Selection ::
Begin

On 6/21/19 10:37 AM, Marc Zyngier wrote:
> Extract the direct HW accessors for later reuse.
>
> Signed-off-by: Marc Zyngier <marc.zyng...@arm.com>
> ---
>  arch/arm64/kvm/sys_regs.c | 247 +++++++++++++++++++++-----------------
>  1 file changed, 139 insertions(+), 108 deletions(-)
>
> diff --git a/arch/arm64/kvm/sys_regs.c b/arch/arm64/kvm/sys_regs.c
> index 2b8734f75a09..e181359adadf 100644
> --- a/arch/arm64/kvm/sys_regs.c
> +++ b/arch/arm64/kvm/sys_regs.c
> @@ -182,99 +182,161 @@ const struct el2_sysreg_map *find_el2_sysreg(const 
> struct el2_sysreg_map *map,
>       return entry;
>  }
>  
> +static bool __vcpu_read_sys_reg_from_cpu(int reg, u64 *val)
> +{
> +     /*
> +      * System registers listed in the switch are not saved on every
> +      * exit from the guest but are only saved on vcpu_put.
> +      *
> +      * Note that MPIDR_EL1 for the guest is set by KVM via VMPIDR_EL2 but
> +      * should never be listed below, because the guest cannot modify its
> +      * own MPIDR_EL1 and MPIDR_EL1 is accessed for VCPU A from VCPU B's
> +      * thread when emulating cross-VCPU communication.
> +      */
> +     switch (reg) {
> +     case CSSELR_EL1:        *val = read_sysreg_s(SYS_CSSELR_EL1);   break;
> +     case SCTLR_EL1:         *val = read_sysreg_s(SYS_SCTLR_EL12);   break;
> +     case ACTLR_EL1:         *val = read_sysreg_s(SYS_ACTLR_EL1);    break;
> +     case CPACR_EL1:         *val = read_sysreg_s(SYS_CPACR_EL12);   break;
> +     case TTBR0_EL1:         *val = read_sysreg_s(SYS_TTBR0_EL12);   break;
> +     case TTBR1_EL1:         *val = read_sysreg_s(SYS_TTBR1_EL12);   break;
> +     case TCR_EL1:           *val = read_sysreg_s(SYS_TCR_EL12);     break;
> +     case ESR_EL1:           *val = read_sysreg_s(SYS_ESR_EL12);     break;
> +     case AFSR0_EL1:         *val = read_sysreg_s(SYS_AFSR0_EL12);   break;
> +     case AFSR1_EL1:         *val = read_sysreg_s(SYS_AFSR1_EL12);   break;
> +     case FAR_EL1:           *val = read_sysreg_s(SYS_FAR_EL12);     break;
> +     case MAIR_EL1:          *val = read_sysreg_s(SYS_MAIR_EL12);    break;
> +     case VBAR_EL1:          *val = read_sysreg_s(SYS_VBAR_EL12);    break;
> +     case CONTEXTIDR_EL1:    *val = read_sysreg_s(SYS_CONTEXTIDR_EL12);break;
> +     case TPIDR_EL0:         *val = read_sysreg_s(SYS_TPIDR_EL0);    break;
> +     case TPIDRRO_EL0:       *val = read_sysreg_s(SYS_TPIDRRO_EL0);  break;
> +     case TPIDR_EL1:         *val = read_sysreg_s(SYS_TPIDR_EL1);    break;
> +     case AMAIR_EL1:         *val = read_sysreg_s(SYS_AMAIR_EL12);   break;
> +     case CNTKCTL_EL1:       *val = read_sysreg_s(SYS_CNTKCTL_EL12); break;
> +     case PAR_EL1:           *val = read_sysreg_s(SYS_PAR_EL1);      break;
> +     case DACR32_EL2:        *val = read_sysreg_s(SYS_DACR32_EL2);   break;
> +     case IFSR32_EL2:        *val = read_sysreg_s(SYS_IFSR32_EL2);   break;
> +     case DBGVCR32_EL2:      *val = read_sysreg_s(SYS_DBGVCR32_EL2); break;
> +     default:                return false;
> +     }
> +
> +     return true;
> +}
> +
> +static bool __vcpu_write_sys_reg_to_cpu(u64 val, int reg)

End

Job 1 ::
Rewrite the patch starting at "On 6/21/19 10:37" and ending at "insertions(+), 108 deletions(-)", replacing "accessors" with "helpers".
Job 2 ::
Answer these questions from the patch:
(a) How many insertions and how many deletions does the diffstat report?
(b) Through which register does KVM set MPIDR_EL1 for the guest?
(c) What does the read function return in its default case?
Job 3 ::
List every case label in the patch's switch statement that ends in "_EL2".

Recorded data ::

Begin

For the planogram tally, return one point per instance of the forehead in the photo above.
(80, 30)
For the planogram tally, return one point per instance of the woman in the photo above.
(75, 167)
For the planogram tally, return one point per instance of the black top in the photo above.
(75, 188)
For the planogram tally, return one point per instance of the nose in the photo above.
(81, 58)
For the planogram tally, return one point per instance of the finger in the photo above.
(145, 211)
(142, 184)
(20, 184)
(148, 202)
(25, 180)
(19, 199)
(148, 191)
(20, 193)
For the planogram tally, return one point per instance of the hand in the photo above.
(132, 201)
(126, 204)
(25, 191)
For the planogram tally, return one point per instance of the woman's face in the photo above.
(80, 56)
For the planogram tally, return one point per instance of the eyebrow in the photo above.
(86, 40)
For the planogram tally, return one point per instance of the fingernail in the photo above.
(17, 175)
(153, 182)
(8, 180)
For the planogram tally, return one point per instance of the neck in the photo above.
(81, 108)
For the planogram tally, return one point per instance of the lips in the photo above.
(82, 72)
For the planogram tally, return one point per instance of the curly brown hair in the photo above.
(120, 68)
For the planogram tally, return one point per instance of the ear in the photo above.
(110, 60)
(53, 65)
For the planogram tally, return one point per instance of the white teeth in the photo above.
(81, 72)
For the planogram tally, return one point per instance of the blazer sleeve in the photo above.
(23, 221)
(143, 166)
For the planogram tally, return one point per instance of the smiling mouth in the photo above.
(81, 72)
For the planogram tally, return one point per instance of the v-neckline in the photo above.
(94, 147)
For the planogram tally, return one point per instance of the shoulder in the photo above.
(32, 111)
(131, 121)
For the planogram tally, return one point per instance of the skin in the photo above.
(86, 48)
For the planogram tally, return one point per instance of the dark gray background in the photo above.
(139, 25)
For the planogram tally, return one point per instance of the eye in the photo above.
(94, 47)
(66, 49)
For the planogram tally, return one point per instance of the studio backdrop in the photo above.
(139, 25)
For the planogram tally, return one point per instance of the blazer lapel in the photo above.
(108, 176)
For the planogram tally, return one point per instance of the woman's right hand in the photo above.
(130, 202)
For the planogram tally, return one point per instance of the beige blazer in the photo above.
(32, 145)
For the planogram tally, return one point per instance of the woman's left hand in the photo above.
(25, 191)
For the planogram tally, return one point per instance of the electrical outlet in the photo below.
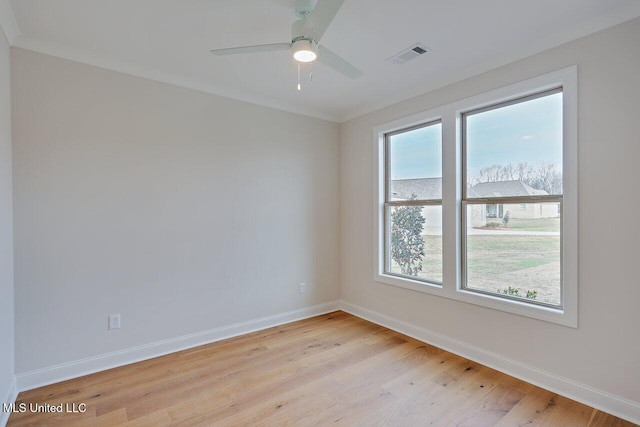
(114, 321)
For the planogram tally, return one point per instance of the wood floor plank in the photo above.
(331, 369)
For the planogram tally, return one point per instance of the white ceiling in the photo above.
(169, 40)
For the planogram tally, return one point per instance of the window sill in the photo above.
(558, 316)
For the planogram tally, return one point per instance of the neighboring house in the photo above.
(422, 189)
(510, 189)
(431, 189)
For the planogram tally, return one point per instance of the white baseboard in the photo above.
(10, 397)
(53, 374)
(602, 400)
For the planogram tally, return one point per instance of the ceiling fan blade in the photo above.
(332, 60)
(252, 49)
(319, 19)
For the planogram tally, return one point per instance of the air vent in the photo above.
(408, 54)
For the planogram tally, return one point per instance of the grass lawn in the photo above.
(536, 224)
(497, 261)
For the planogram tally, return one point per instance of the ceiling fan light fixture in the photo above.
(305, 51)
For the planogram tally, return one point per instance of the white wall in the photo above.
(603, 353)
(7, 385)
(179, 210)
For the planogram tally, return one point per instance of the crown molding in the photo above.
(105, 62)
(8, 22)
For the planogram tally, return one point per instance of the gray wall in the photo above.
(6, 230)
(180, 210)
(604, 351)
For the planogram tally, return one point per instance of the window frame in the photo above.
(450, 116)
(501, 200)
(390, 204)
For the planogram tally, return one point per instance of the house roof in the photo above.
(422, 188)
(505, 189)
(431, 189)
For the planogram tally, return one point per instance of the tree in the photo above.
(541, 176)
(407, 244)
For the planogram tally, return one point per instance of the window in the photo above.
(513, 158)
(413, 203)
(477, 200)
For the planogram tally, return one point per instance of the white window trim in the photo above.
(450, 116)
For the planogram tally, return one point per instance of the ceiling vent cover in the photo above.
(409, 54)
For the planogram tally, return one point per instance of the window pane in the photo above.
(514, 250)
(415, 164)
(414, 247)
(515, 150)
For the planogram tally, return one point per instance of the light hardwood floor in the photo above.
(333, 369)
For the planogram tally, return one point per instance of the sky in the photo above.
(527, 132)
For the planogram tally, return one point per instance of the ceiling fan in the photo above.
(305, 36)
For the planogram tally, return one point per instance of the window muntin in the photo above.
(454, 219)
(413, 203)
(512, 200)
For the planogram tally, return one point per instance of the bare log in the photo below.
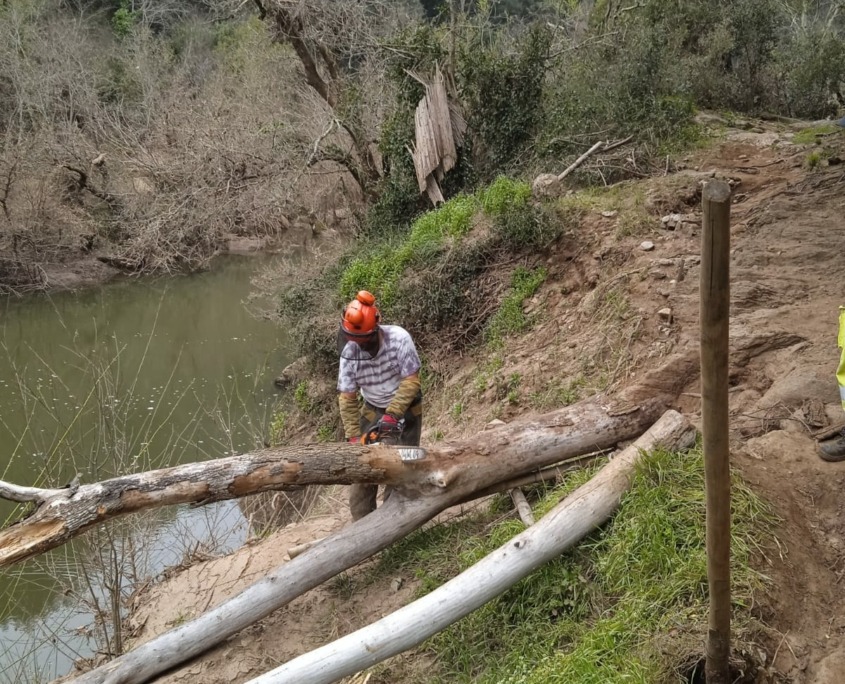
(522, 506)
(465, 467)
(459, 469)
(585, 509)
(574, 165)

End

Written solution 1 ::
On 6/21/19 10:37 AM, Marc Zyngier wrote:
> Extract the direct HW helpers for later reuse.
>
> Signed-off-by: Marc Zyngier <marc.zyng...@arm.com>
> ---
>  arch/arm64/kvm/sys_regs.c | 247 +++++++++++++++++++++-----------------
>  1 file changed, 139 insertions(+), 108 deletions(-)

Written solution 2 ::
(a) 139 insertions and 108 deletions.
(b) VMPIDR_EL2.
(c) false.

Written solution 3 ::
DACR32_EL2
IFSR32_EL2
DBGVCR32_EL2